Directives |
**A.** In the Mekong sediment passage, which site was chosen to represent the flood plain?
**B.** Please reproduce the Mekong sediment passage word for word, starting at "The Folk and" and ending at "0.006 to 0.058 mm.".

Page extract |
Start
Within the study area, Landsat images and interpretation of sedimentary cross-cutting relationships show that at least four generations of scroll bars exist44. The oldest of these is perpendicular to the present day Mekong whilst more recent scroll bars run parallel to the modern Mekong and are probably active features (Fig. 1). The oldest sediments are most likely the floodplain deposits into which subsequent river channels have eroded and deposited sediment.

Representative sites with contrasting geomorphological features were selected for study36. In this manuscript the nomenclature “LRXX-##” is used; LRXX refers to the site location and ## refers to the sample depth in metres. The sites from LR01 to LR09 make up the transect T-Sand36,45, of which key sites were selected for the analysis reported in this manuscript. T-Sand is a 4.5 km 2D transect running along the oldest generation of scroll bars from the central wetlands to the Bassac river. A pre-sampling electrical resistivity tomography here indicated it was probably a largely layer cake structure consisting of sands and clays36,46,47. Previous analyses on single boreholes indicate that this structure is associated with distinctive OC composition distribution14,16,17. Site LR14 was selected to provide a sample representative of the flood plain. LR10 was selected to provide a sample representative of younger scroll bars than on T-Sand (Fig. 1). Additional data from other sites (SY, DS, SR and KS) conducted earlier in the same region using similar methods have also been used to give a wider regional setting to this study12,14,38,41.

Results

Grainsize distribution, TOC and age of sediments

The Folk and Ward based mean grain size of the sediments (see supplementary information Table 1) ranges from 1.07 mm for the very coarse sand at LR02-27, to 0.005 mm for the fine silt at LR05-45 (Fig. 2). On T-Sand there are three layers; on the top is a silty and clayey cap, a middle sandy layer and a deep silt wedge. The deep silt wedge has grainsizes <0.031 mm (LR05 to LR03, 30–45 m) and the middle sandy sediments are >0.063 mm (Fig. 2). The clay cap extends across the top of the entire transect, with the exception of a sandy window at LR03. At LR09 and LR08 the clay extends to about 21 to 18 m, however across most of T-Sand it is much shallower and it does not extend far below 9 m (Fig. 2). LR10 is predominantly coarse silt and fine sand with grain sizes ranging from 0.038 to 0.25 mm, whereas LR14 is silty, with grain sizes ranging from 0.006 to 0.058 mm.

Figure 2
figure 2

(a) Kriged results for the distribution of sedimentary Folk and Ward mean grain size (φ = −log2 (D/D0), where D is the diameter of the sample in mm and D0 is the reference constant 1 mm), (b) TOC % (w/w), and (c) distribution of radiocarbon dates on T-Sand of this study (Fig. 1). Black dots are measured values from which kriging was calculated grey dots are estimated values used for co-kriging. Note that the separate profiles of LR10 and LR14 are not shown.
End
Stored data |
Start
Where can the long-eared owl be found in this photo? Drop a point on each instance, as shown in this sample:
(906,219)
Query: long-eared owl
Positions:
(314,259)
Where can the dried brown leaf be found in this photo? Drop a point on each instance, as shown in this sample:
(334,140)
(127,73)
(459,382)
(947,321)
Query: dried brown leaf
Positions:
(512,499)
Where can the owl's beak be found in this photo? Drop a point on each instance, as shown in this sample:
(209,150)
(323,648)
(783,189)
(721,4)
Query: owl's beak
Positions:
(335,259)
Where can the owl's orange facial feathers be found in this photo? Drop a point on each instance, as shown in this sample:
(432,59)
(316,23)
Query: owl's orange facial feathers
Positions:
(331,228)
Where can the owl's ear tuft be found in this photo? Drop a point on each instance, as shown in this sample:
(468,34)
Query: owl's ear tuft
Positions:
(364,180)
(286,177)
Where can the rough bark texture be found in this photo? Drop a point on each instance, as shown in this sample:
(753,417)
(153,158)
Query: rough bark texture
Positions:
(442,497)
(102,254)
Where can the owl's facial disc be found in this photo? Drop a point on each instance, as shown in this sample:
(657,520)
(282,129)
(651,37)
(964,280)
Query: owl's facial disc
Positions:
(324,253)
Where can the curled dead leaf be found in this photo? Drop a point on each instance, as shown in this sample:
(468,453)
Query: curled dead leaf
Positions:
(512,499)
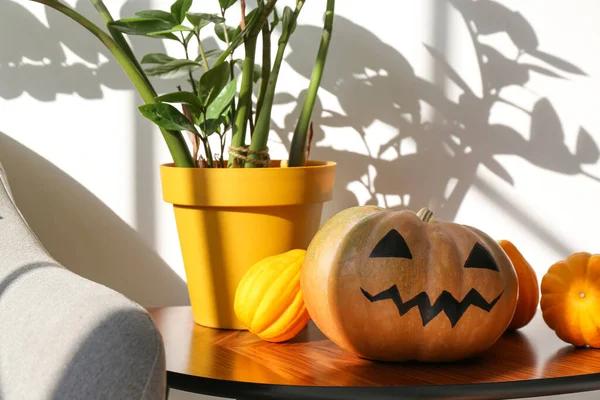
End
Answers by task |
**A.** LR14

**B.**
The Folk and Ward based mean grain size of the sediments (see supplementary information Table 1) ranges from 1.07 mm for the very coarse sand at LR02-27, to 0.005 mm for the fine silt at LR05-45 (Fig. 2). On T-Sand there are three layers; on the top is a silty and clayey cap, a middle sandy layer and a deep silt wedge. The deep silt wedge has grainsizes <0.031 mm (LR05 to LR03, 30–45 m) and the middle sandy sediments are >0.063 mm (Fig. 2). The clay cap extends across the top of the entire transect, with the exception of a sandy window at LR03. At LR09 and LR08 the clay extends to about 21 to 18 m, however across most of T-Sand it is much shallower and it does not extend far below 9 m (Fig. 2). LR10 is predominantly coarse silt and fine sand with grain sizes ranging from 0.038 to 0.25 mm, whereas LR14 is silty, with grain sizes ranging from 0.006 to 0.058 mm.